Dr. Harold Soodak |
24 December 1920 - 30 September 2008 |
Harry Soodak worked at the Manhattan Project at Oak Ridge National Laboratory where he gave courses in nuclear physics and reactor theory. In 1945 Harry Soodak and Eugene Wigner published the first design of a sodium-cooled breeder reactor. In 1949 Soodak joined the Physics Department of his alma mater, CCNY where he was widely admired for the brilliance and depth of his understanding of the worlds of physics and mathematics, receiving an Outstanding Teacher Award in 1987. He retired in 1992. Soodak and Iberall had a close connection, having met in college at CCNY. They talked together, sometimes on a daily basis, developing the principles of homeokinetics. This work is seen in their papers together, especially the 1978 paper in Science that outlined five propositions that bridge the levels of natural phenomenon making up complex systems.
"Homeokinesis is a required extension of thermodynamics/statistical mechanics to systems which are too complex to describe by one or several equation sets. Of necessity, it is less mathematical than standard thermodynamics, and emphasizes a set of physically based fundamental principles and processes, and a strategy of using these principles and processes to describe and understand the behaviors of the complex systems.

▶ **Data to examine**:

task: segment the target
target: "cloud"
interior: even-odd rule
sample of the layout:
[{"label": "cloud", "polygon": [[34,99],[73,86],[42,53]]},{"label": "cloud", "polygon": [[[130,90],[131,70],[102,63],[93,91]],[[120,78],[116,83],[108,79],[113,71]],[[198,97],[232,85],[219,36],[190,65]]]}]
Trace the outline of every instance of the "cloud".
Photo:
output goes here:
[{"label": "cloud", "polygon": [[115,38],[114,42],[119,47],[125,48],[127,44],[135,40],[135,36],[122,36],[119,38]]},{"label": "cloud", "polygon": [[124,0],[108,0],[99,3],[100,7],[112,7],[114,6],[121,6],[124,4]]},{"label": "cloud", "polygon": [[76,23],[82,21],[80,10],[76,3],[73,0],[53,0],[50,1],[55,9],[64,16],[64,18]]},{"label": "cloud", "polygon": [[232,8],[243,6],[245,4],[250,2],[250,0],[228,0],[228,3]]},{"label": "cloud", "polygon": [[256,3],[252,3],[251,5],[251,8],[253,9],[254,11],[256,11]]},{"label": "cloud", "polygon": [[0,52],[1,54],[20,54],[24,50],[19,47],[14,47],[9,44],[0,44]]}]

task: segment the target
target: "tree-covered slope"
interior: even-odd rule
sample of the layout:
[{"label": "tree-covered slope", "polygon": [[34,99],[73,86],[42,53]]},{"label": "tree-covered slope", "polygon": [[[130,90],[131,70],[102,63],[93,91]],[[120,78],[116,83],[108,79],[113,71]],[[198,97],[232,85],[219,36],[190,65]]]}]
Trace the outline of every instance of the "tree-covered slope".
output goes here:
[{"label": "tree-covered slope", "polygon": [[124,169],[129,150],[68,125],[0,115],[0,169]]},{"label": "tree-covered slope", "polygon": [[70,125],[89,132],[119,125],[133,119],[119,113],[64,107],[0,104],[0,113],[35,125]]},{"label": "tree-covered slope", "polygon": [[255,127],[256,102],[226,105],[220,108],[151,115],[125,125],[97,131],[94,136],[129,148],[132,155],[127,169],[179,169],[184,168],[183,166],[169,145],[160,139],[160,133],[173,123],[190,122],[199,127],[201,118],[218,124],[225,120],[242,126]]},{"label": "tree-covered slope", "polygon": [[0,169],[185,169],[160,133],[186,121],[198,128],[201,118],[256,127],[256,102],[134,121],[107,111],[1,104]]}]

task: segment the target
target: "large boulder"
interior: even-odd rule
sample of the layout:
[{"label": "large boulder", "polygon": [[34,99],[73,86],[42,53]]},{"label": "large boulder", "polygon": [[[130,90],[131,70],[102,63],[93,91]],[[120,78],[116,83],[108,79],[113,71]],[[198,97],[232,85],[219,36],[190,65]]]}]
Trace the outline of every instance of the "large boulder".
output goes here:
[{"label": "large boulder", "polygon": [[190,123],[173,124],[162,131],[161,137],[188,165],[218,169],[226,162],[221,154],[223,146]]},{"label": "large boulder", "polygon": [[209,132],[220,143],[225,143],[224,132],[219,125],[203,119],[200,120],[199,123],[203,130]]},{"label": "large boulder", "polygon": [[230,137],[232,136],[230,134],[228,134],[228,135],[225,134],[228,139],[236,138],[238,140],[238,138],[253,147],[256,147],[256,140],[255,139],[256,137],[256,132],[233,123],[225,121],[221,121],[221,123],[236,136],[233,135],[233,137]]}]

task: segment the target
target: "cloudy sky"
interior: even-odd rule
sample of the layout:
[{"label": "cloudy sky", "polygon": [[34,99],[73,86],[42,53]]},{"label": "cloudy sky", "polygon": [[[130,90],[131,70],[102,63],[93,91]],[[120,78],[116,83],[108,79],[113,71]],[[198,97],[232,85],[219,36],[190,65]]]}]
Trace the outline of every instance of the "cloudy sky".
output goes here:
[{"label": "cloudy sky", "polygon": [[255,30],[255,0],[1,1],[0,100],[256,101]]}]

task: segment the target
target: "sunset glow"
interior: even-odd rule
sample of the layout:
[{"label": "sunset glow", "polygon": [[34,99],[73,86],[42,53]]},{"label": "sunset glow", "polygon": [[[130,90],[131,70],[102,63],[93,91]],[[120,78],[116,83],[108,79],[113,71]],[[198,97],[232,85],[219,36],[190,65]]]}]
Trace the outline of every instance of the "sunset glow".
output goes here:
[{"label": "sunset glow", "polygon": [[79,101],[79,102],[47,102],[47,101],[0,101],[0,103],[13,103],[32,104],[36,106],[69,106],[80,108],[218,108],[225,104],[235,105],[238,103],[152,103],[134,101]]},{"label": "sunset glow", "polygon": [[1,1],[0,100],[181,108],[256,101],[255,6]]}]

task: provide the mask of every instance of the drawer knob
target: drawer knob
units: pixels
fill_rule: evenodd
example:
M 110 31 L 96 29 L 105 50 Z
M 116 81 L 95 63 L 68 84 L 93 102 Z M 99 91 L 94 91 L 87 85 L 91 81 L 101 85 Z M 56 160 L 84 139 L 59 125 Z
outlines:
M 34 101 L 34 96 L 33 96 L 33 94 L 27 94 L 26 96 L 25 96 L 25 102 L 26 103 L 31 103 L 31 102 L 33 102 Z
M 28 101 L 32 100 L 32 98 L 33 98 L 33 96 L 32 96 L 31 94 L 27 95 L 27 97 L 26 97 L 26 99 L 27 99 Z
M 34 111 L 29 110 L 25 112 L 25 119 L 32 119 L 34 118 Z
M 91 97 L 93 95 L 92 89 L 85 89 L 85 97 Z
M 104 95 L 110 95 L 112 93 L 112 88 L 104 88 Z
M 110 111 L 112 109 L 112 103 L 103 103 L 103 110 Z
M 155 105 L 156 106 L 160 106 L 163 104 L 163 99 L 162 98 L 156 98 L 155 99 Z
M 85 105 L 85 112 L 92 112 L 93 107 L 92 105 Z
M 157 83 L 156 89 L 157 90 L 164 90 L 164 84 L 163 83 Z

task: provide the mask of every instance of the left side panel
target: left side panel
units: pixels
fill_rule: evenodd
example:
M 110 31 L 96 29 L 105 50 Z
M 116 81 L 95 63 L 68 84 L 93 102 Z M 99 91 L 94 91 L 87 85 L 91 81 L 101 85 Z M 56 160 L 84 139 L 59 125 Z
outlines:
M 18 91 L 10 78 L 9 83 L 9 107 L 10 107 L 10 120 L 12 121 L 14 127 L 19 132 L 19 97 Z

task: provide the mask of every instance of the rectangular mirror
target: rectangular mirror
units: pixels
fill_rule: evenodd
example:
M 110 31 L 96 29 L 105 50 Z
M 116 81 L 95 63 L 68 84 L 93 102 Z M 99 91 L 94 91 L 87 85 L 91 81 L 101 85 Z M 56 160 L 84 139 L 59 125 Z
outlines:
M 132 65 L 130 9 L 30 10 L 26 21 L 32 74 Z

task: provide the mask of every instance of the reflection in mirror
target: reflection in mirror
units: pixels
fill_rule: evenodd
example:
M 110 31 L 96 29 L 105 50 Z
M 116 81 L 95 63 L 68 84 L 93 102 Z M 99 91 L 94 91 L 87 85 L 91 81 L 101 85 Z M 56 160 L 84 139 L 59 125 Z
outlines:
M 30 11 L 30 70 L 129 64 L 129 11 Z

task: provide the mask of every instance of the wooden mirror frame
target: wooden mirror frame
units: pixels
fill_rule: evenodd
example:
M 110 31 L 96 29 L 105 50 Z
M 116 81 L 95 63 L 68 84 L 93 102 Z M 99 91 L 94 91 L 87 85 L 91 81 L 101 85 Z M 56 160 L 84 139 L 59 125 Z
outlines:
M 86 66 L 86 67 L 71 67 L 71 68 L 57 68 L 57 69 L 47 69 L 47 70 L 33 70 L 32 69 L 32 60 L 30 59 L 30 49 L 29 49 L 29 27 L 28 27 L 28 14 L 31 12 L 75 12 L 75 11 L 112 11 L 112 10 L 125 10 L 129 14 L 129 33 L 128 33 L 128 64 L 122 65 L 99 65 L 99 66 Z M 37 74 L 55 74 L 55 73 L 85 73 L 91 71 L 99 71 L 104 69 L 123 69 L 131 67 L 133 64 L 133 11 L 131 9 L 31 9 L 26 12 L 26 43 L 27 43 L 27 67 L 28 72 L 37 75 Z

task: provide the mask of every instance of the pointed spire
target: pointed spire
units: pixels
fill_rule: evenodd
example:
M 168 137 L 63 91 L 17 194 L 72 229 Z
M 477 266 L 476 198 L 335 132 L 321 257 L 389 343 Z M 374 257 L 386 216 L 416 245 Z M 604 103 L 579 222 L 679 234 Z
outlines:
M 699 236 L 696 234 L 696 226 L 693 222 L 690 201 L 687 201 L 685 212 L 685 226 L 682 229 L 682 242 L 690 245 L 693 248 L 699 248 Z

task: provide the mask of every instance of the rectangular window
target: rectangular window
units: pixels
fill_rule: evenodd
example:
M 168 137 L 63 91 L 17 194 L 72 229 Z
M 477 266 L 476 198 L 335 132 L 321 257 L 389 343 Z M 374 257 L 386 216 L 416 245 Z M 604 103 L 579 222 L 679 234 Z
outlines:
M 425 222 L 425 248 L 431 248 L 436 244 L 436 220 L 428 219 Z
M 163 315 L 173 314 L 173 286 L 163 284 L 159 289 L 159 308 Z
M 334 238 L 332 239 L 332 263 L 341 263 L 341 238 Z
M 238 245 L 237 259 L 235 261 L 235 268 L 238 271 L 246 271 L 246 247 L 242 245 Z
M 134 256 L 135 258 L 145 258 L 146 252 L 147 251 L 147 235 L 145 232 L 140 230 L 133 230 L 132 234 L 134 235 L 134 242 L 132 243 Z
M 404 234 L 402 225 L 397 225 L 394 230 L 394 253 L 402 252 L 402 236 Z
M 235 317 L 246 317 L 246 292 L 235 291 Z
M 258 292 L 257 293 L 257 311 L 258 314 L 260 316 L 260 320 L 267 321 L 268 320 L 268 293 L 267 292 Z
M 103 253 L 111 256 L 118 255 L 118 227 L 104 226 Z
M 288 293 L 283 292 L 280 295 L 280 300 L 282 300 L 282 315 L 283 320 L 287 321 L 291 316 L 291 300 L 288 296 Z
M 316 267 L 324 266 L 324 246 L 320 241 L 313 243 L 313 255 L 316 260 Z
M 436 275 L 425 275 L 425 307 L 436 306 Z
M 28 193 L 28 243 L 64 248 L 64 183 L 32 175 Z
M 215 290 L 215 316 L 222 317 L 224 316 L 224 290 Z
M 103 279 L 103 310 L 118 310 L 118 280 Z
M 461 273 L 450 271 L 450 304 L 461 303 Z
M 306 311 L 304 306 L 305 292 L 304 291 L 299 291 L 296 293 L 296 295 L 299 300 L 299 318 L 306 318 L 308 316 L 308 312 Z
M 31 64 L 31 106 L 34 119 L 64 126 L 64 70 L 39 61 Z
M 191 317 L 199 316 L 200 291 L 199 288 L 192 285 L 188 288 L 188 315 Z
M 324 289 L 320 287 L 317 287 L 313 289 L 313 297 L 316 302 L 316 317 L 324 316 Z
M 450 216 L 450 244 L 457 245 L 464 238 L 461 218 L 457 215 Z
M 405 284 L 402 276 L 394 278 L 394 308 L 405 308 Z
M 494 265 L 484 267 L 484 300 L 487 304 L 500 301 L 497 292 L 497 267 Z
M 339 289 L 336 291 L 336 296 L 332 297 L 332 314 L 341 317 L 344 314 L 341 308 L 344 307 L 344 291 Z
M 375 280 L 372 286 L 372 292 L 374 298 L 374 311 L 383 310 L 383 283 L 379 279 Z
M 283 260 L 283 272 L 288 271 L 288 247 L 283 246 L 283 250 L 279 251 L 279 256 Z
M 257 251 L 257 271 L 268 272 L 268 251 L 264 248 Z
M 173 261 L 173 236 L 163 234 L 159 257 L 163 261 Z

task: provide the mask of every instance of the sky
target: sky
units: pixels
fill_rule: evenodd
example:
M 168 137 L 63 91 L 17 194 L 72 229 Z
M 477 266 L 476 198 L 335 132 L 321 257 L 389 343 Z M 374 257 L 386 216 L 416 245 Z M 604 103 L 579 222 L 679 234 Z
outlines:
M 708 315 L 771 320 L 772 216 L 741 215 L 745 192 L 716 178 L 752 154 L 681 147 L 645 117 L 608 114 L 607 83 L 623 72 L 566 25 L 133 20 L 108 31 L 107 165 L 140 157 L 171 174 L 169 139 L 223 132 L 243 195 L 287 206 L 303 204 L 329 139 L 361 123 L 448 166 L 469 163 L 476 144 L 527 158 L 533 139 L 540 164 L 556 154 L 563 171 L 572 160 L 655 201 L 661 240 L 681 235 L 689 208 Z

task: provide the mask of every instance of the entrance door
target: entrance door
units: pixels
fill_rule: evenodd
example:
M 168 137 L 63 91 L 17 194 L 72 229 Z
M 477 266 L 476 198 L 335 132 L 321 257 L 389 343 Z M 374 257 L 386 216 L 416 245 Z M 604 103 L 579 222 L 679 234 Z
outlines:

▶ **Problems to solve**:
**a.** According to the biography of Harold Soodak, in what year did he receive an Outstanding Teacher Award?
**b.** Write the next part of the biography of Harold Soodak, starting from its final sentence.

▶ **Outputs for the tasks**:
**a.** 1987

**b.**
"It treats all complex systems on an equal footing, animate and inanimate, thus providing a common viewpoint for all systems. One simple example is that of modes of behavior; every complex system operates via a set of behavioral modes that characterize the system. A more involved example is that of language; every complex system, animate or not, conscious or not, uses language. Homeokinetic physics contains an objective definition of the concept of language, applicable to all complex systems.
"It is applicable, and has been applied by Iberall and colleagues, to geological and biological evolution of our planet, to the operation of individual biological organisms as complex as mammals, including humans, and to the operation of human societies at all stages of our history."